_Task instructions_
1/ Using the trading system lesson, decide whether each statement agrees with it: (a) a trading system is a piece of software; (b) the system consists of four components; (c) the drawdown circuit breaker is set at 10%. Answer yes or no for each and quote the deciding words from the lesson.
2/ Render this sentence from the trading system lesson in Spanish: "A trading system is your pre-committed set of rules for how you trade."
3/ From the trading system lesson, extract the passage verbatim, starting at "A trading system is your" and ending at "risk? (Position sizing)".
Start of Text extract
4.1 Building Your Trading System
Key Takeaways
- A trading system is not software — it’s a documented, repeatable process that removes emotion from your decisions
- The system has four components: market selection, entry criteria, position sizing, and exit rules — all defined before you trade
- The Kelly Criterion provides mathematically optimal position sizing, but practical traders use Half-Kelly or Quarter-Kelly because overestimating your edge leads to catastrophic overbetting
- A 15% drawdown circuit breaker forces you to stop trading and reassess when losses accumulate — this single rule prevents most blow-ups
- Paper trading → small live → full size is the only safe validation sequence — skipping stages is the most common cause of avoidable losses
Scope: This module teaches you to integrate everything from Levels 1–3 into a personal, documented trading system. It connects directly to the strategies from Level 3 and sets up the operational infrastructure for Module 4.2: The Trading Journal.
What Is a Trading System?
A trading system is your pre-committed set of rules for how you trade. It answers four questions before you ever look at a market:
- What do I trade? (Market selection criteria)
- When do I enter? (Entry conditions)
- How much do I risk? (Position sizing)
- When do I exit? (Exit rules)
End of Text extract
Start of Provided records
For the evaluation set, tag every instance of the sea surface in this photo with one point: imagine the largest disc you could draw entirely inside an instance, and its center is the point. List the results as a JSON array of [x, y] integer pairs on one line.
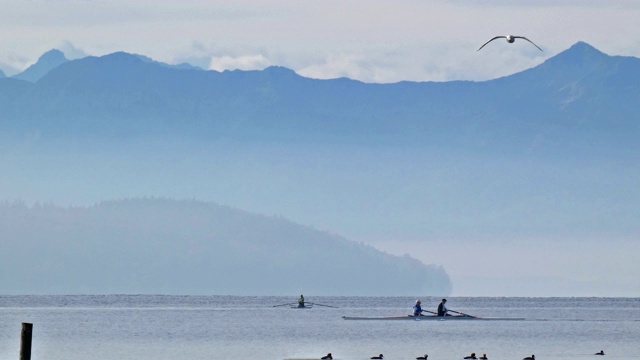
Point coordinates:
[[144, 327]]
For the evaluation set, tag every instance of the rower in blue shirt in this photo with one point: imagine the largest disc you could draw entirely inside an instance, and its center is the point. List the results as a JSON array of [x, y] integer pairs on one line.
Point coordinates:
[[417, 309]]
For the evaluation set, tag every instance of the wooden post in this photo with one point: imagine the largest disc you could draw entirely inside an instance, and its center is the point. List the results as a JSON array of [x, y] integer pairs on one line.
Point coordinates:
[[25, 341]]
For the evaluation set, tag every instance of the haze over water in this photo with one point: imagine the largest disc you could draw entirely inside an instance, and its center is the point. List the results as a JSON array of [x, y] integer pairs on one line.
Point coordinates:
[[219, 327]]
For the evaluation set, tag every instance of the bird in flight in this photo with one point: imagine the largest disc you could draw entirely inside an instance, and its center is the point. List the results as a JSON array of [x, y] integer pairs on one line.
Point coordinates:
[[510, 39]]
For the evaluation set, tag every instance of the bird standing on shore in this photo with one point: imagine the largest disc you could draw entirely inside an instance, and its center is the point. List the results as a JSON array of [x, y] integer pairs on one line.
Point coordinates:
[[510, 39]]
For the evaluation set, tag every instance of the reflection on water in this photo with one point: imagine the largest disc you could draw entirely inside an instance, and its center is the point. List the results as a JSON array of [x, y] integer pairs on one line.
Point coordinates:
[[219, 327]]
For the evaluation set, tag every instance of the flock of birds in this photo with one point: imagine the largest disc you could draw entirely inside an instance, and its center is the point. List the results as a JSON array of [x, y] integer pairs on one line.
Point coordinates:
[[470, 357]]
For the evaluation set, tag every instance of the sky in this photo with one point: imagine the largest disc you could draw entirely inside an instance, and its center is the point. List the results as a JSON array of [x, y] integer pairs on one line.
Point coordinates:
[[371, 41]]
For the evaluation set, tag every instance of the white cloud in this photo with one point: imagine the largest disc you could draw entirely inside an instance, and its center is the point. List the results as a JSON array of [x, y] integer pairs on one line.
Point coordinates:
[[244, 62]]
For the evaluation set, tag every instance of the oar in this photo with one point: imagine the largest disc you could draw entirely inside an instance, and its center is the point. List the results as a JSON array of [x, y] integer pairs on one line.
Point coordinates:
End of Provided records
_Written responses_
1/
(a) No: "A trading system is not software"
(b) Yes: "The system has four components: market selection, entry criteria, position sizing, and exit rules"
(c) No: "A 15% drawdown circuit breaker"

2/ Un sistema de trading es su conjunto de reglas comprometidas de antemano sobre la forma en que opera.

3/
A trading system is your pre-committed set of rules for how you trade. It answers four questions before you ever look at a market:
- What do I trade? (Market selection criteria)
- When do I enter? (Entry conditions)
- How much do I risk? (Position sizing)